EXERCISE DESCRIPTION: Each record below should be repeated precisely as written.

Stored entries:
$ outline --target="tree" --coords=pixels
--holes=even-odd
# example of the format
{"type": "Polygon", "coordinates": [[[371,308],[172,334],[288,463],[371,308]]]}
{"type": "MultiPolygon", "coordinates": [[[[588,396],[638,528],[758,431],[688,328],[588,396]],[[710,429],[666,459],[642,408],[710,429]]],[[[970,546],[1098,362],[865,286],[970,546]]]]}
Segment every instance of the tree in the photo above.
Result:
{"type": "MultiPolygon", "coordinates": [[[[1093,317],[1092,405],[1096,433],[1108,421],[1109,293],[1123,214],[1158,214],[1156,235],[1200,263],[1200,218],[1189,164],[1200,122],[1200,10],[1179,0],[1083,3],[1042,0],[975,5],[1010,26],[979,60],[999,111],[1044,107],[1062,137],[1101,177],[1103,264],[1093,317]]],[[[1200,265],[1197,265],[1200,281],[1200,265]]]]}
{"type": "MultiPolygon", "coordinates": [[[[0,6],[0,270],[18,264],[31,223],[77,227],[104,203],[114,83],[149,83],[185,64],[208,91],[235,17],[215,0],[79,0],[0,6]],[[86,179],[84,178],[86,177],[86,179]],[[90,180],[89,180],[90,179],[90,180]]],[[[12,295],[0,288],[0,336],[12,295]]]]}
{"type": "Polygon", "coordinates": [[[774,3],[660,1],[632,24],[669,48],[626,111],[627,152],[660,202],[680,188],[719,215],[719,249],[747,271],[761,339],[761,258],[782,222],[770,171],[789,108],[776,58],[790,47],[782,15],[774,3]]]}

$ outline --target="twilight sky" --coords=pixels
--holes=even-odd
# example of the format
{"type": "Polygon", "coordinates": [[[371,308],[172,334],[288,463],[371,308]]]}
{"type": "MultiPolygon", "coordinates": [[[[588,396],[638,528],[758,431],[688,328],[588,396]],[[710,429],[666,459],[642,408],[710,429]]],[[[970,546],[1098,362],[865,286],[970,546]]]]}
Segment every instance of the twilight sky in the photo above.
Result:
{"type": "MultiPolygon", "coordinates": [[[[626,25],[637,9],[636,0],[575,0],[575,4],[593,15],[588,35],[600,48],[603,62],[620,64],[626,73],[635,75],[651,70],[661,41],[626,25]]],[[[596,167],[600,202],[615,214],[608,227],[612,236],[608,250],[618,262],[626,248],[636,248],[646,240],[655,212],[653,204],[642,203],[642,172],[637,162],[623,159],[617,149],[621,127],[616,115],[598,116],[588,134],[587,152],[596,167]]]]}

WRITTEN RESPONSE:
$ outline --target="tree" --coords=pixels
--holes=even-odd
# example of the format
{"type": "Polygon", "coordinates": [[[371,308],[172,334],[288,463],[371,308]]]}
{"type": "MultiPolygon", "coordinates": [[[[588,396],[638,528],[758,431],[688,328],[588,396]],[[710,429],[666,459],[642,408],[710,429]]],[[[970,546],[1098,362],[865,286],[970,546]]]]}
Segment every instance of the tree in the photo above.
Result:
{"type": "MultiPolygon", "coordinates": [[[[1093,317],[1092,405],[1096,433],[1108,421],[1109,293],[1123,214],[1158,214],[1156,235],[1200,263],[1200,218],[1189,164],[1200,122],[1200,10],[1179,0],[1083,3],[1042,0],[975,5],[1010,26],[979,60],[999,111],[1044,107],[1062,137],[1101,177],[1103,264],[1093,317]]],[[[1200,265],[1197,265],[1200,281],[1200,265]]]]}
{"type": "MultiPolygon", "coordinates": [[[[0,6],[0,270],[18,264],[31,223],[77,227],[104,203],[114,83],[149,83],[185,64],[208,91],[235,17],[215,0],[79,0],[0,6]],[[86,179],[84,178],[86,177],[86,179]],[[90,180],[89,180],[90,179],[90,180]]],[[[12,295],[0,288],[0,336],[12,295]]]]}
{"type": "Polygon", "coordinates": [[[774,3],[660,1],[632,24],[669,48],[626,111],[627,152],[660,202],[680,188],[719,215],[719,249],[747,271],[761,339],[761,258],[782,222],[770,171],[789,108],[776,58],[790,47],[782,15],[774,3]]]}

$ outline --target="twilight sky" --coords=pixels
--holes=even-odd
# example of the format
{"type": "Polygon", "coordinates": [[[371,308],[172,334],[288,463],[371,308]]]}
{"type": "MultiPolygon", "coordinates": [[[[588,396],[638,528],[758,431],[688,328],[588,396]],[[710,429],[666,459],[642,408],[710,429]]],[[[970,546],[1098,362],[865,286],[970,546]]]]}
Segment every instance of the twilight sky in the photo above.
Result:
{"type": "MultiPolygon", "coordinates": [[[[626,25],[637,9],[636,0],[575,0],[575,4],[593,15],[588,35],[600,48],[603,62],[620,64],[626,73],[635,75],[651,70],[661,41],[626,25]]],[[[596,167],[600,202],[615,214],[608,227],[612,236],[608,250],[618,262],[626,248],[636,248],[646,240],[655,212],[653,204],[642,203],[642,172],[637,162],[623,159],[617,149],[621,127],[616,115],[598,116],[588,134],[587,152],[596,167]]]]}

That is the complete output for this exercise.